## WORK INSTRUCTIONS
In the material below, find every line containing "written" and copy that line.

## MATERIAL FOR THE TASK

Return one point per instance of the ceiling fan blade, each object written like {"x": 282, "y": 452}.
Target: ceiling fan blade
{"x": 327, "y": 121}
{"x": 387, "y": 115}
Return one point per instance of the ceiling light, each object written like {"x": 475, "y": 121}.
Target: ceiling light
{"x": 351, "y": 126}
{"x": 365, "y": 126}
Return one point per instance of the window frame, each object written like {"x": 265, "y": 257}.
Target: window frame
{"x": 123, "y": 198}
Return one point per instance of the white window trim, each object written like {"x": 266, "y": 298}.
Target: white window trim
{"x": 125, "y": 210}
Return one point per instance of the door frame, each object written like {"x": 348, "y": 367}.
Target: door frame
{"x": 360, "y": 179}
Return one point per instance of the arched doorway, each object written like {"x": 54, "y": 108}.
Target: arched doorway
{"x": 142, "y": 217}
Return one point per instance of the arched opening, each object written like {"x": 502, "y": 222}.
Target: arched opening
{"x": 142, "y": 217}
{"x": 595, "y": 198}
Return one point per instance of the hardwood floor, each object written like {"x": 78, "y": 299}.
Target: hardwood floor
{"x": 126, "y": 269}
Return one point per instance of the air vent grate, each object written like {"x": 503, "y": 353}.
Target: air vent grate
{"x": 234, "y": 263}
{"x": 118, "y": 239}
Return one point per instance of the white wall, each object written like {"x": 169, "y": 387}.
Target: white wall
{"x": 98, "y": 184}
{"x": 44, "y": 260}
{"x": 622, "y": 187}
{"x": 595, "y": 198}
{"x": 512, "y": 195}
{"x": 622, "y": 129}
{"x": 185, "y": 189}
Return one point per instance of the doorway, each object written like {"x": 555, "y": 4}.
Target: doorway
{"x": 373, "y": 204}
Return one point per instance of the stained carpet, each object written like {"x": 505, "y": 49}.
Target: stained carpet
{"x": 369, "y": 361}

## PROBLEM SOLUTION
Return one point per instance of the ceiling fan blade, each object written like {"x": 282, "y": 452}.
Return one point per instance of the ceiling light, each object written like {"x": 475, "y": 121}.
Return one point per instance of the window frame, each object written like {"x": 265, "y": 257}.
Return one point per instance of the white window trim, each object written like {"x": 266, "y": 298}.
Return one point per instance of the door frame, each object written like {"x": 348, "y": 367}.
Return one point per instance of the arched doorway, each object written like {"x": 54, "y": 108}.
Return one point per instance of the arched opening, each object written like {"x": 502, "y": 222}.
Return one point per instance of the hardwood floor, each object written like {"x": 78, "y": 299}.
Return one point per instance of the air vent grate, each object written like {"x": 503, "y": 353}.
Return one point per instance of the white wall, each object written like {"x": 169, "y": 387}.
Return one point per instance of the doorway, each object written like {"x": 555, "y": 4}.
Return one point per instance of the stained carpet, each object written like {"x": 505, "y": 49}.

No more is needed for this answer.